OLD ORCHARD BEACH – He stands on the sidewalk next to the traffic with a sign that says “Homeless Vet — will work for food.”
She sits across from the food pantry with a sign that says “Hungry — need food.”
Then on another street corner stands a young man with a sign asking for my returnable bottles — something I’m ashamed to say I’ve thrown away without a second thought about their value.
I never used to see them until one day when my 5-year-old daughter pointed out a man picking up food from the sidewalk in front of Burger King, where we had gone to have a special treat. I say “special” because in those days, Burger King was a special treat for a single mother working for minimum wage.
She asked me why the man was eating french fries he’d picked up from the sidewalk and told me to give him some of my money so he, too, could buy some food.
What a simple solution — why hadn’t I thought of it?
That day started me on a path. I see them now. I am drawn to each and every one of them. A therapist would probably call it the result of unsuccessful attempts to get my own father off the street when I was younger.

● WHAT NEEDS TO BE DONE: In the Old Orchard Beach text above, what did the 5-year-old daughter point out in front of Burger King?

● SOURCE MATERIAL:
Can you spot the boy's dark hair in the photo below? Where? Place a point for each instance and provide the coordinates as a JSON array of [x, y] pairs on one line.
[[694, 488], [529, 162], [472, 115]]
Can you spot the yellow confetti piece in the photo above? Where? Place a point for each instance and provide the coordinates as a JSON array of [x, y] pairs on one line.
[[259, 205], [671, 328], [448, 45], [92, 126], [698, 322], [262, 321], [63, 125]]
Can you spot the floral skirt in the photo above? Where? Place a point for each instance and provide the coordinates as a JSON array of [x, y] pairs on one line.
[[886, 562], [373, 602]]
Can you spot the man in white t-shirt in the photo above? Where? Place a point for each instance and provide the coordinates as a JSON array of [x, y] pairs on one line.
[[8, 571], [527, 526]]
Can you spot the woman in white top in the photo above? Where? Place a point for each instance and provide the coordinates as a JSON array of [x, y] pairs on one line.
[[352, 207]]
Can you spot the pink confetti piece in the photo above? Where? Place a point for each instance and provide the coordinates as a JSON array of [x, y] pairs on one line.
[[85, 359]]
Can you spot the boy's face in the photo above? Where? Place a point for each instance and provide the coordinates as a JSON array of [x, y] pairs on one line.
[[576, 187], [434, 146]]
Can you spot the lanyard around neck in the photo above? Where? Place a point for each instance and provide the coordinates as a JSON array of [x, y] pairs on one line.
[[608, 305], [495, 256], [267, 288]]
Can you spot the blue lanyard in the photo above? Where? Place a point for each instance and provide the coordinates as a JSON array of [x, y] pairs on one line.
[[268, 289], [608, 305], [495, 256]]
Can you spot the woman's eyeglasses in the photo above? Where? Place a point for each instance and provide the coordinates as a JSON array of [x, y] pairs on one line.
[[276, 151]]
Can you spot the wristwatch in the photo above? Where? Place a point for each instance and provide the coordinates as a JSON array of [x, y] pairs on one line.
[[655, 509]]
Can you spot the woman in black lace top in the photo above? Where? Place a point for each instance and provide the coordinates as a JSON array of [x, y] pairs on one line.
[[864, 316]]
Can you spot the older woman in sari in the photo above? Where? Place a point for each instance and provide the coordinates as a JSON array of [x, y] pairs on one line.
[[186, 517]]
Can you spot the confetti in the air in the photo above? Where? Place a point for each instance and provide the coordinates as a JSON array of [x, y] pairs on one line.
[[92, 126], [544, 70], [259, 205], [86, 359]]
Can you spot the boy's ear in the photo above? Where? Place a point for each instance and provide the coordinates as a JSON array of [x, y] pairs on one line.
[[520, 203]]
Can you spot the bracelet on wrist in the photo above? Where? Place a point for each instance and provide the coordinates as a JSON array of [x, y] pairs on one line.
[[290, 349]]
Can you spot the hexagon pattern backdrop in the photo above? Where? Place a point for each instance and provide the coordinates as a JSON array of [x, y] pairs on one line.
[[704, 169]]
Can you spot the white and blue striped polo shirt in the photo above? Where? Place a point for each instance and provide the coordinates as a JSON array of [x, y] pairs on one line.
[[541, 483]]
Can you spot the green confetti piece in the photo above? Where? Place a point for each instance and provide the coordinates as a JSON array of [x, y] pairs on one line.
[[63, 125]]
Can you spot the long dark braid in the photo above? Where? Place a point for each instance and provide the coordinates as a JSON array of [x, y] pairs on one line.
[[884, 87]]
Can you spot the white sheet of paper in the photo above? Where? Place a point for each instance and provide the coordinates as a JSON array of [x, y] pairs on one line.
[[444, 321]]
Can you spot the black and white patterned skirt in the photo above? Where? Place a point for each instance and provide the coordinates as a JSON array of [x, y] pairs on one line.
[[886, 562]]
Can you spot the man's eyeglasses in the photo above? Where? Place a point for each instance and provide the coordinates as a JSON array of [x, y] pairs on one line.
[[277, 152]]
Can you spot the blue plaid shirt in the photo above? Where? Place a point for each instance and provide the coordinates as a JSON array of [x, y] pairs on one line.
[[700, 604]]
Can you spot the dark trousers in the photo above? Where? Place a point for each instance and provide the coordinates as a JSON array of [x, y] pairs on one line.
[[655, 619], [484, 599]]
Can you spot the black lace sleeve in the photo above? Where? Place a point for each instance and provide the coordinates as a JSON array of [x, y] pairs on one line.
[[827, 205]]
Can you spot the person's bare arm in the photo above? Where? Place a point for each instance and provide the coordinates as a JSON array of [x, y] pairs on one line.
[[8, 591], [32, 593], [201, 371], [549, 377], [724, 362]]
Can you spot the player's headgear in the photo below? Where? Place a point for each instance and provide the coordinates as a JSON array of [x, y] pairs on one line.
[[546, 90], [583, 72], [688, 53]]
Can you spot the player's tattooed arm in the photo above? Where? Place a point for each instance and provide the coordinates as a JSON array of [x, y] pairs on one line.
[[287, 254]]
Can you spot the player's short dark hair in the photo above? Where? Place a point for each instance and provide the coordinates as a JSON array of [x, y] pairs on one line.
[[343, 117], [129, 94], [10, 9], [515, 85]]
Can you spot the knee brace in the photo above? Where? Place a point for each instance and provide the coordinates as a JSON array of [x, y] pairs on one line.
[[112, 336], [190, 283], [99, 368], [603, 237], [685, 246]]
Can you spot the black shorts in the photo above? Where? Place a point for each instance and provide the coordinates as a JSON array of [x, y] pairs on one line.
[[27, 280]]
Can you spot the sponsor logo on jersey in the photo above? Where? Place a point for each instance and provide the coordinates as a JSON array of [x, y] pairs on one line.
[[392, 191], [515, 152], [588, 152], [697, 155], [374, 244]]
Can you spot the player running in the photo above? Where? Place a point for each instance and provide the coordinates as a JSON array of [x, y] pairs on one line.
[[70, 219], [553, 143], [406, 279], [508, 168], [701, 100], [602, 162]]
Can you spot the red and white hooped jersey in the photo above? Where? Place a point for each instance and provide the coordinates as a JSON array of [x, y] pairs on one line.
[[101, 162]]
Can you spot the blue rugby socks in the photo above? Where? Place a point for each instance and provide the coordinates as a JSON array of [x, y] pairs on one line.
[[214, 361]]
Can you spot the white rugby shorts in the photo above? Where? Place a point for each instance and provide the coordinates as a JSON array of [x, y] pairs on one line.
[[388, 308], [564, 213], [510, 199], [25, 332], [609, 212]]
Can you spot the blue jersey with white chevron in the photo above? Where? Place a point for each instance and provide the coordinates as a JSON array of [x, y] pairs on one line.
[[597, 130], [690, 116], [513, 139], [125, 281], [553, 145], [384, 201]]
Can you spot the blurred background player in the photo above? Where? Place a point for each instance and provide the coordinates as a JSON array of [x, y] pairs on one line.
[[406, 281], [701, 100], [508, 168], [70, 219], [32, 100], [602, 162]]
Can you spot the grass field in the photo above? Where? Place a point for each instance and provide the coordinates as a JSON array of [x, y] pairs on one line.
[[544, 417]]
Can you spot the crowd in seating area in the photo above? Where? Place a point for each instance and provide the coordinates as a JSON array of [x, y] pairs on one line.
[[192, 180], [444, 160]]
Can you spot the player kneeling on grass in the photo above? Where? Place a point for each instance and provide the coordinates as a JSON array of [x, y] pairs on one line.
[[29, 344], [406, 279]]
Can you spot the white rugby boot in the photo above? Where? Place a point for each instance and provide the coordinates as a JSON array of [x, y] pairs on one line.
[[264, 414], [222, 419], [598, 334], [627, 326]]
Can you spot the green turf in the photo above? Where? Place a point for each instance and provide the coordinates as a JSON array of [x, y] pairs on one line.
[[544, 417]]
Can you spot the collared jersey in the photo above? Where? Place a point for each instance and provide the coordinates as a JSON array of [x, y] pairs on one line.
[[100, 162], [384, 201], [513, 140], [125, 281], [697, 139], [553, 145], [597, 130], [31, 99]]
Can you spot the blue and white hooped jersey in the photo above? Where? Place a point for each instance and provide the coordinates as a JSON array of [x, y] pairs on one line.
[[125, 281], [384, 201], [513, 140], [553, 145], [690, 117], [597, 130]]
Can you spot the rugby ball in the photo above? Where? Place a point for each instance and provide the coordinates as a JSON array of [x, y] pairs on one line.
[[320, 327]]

● WRITTEN SOLUTION: A man picking up food from the sidewalk.